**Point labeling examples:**

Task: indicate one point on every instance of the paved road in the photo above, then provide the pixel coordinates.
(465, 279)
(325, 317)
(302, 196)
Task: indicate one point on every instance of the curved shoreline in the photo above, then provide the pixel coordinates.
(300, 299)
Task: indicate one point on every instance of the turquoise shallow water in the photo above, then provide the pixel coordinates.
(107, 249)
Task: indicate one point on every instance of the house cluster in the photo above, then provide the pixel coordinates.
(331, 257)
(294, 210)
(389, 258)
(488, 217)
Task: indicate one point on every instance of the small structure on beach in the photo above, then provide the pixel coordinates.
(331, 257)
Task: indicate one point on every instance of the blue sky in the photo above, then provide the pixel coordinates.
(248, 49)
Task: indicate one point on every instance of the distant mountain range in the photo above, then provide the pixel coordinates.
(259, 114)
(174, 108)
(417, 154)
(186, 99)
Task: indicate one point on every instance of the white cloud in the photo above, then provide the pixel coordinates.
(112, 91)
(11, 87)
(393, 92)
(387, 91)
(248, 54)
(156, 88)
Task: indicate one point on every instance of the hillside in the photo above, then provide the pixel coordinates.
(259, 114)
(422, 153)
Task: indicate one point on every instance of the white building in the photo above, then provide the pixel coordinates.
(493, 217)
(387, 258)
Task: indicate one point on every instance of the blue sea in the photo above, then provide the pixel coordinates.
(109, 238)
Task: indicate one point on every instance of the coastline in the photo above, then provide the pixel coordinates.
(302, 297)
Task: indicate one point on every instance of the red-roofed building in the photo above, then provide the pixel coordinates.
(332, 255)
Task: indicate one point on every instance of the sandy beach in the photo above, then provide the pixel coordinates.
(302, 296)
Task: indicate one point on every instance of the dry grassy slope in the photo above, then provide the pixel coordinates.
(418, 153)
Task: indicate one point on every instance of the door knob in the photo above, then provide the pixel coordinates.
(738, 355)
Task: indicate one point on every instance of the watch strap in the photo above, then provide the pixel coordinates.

**What you are asked to do:**
Rewrite every line of the entries above as a numbered list, leaving out any blank lines.

**Solution to this problem:**
1. Task: indicate one point on every instance of the paved road in the photo above, then provide the pixel coordinates.
2. (465, 279)
3. (325, 317)
4. (302, 196)
5. Task: indicate one point on every instance of the curved shoreline in the photo above, then provide the pixel coordinates.
6. (300, 299)
7. Task: indicate one point on every instance of the turquoise shallow water in the photo above, then provide the pixel coordinates.
8. (107, 249)
9. Task: indicate one point on every instance of the house cluster in the photo above, then provide the pixel coordinates.
10. (331, 257)
11. (294, 210)
12. (389, 258)
13. (488, 217)
14. Task: indicate one point on every instance of the small structure on beach in the photo above, then provide the pixel coordinates.
15. (331, 257)
16. Task: indicate one point on every instance of the blue sky in the photo above, then provide the pixel coordinates.
17. (248, 49)
18. Task: indicate one point on every instance of the distant mountain range in the photo above, then provide the pixel coordinates.
19. (259, 114)
20. (174, 108)
21. (417, 154)
22. (186, 99)
23. Task: indicate one point on every instance of the white cloud in the photo above, then provide the pixel coordinates.
24. (112, 91)
25. (11, 87)
26. (393, 92)
27. (387, 91)
28. (248, 54)
29. (156, 88)
30. Task: indicate one point on every instance of the hillside in the photo above, then provide the pixel coordinates.
31. (259, 114)
32. (422, 153)
33. Task: indicate one point on every instance of the white building in the photo above, then provide the pixel coordinates.
34. (493, 217)
35. (387, 258)
36. Task: indicate one point on every instance of the blue sea in the photo above, then provide the pixel coordinates.
37. (109, 238)
38. Task: indicate one point on every instance of the coastline in the photo above, then provide the pixel coordinates.
39. (302, 297)
40. Task: indicate one point on every instance of the red-roofed building in the photo above, then provide the pixel coordinates.
41. (332, 255)
42. Task: indicate one point on every instance of the sandy beach in the photo above, then provide the pixel coordinates.
43. (302, 296)
44. Task: indicate one point on every instance of the dry grassy slope in the photo above, then provide the pixel coordinates.
45. (418, 153)
46. Task: indicate one point on every instance of the door knob in the photo above, then provide the pixel coordinates.
47. (738, 355)
48. Task: indicate one point on every instance of the watch strap in the photo above, then provide the pixel coordinates.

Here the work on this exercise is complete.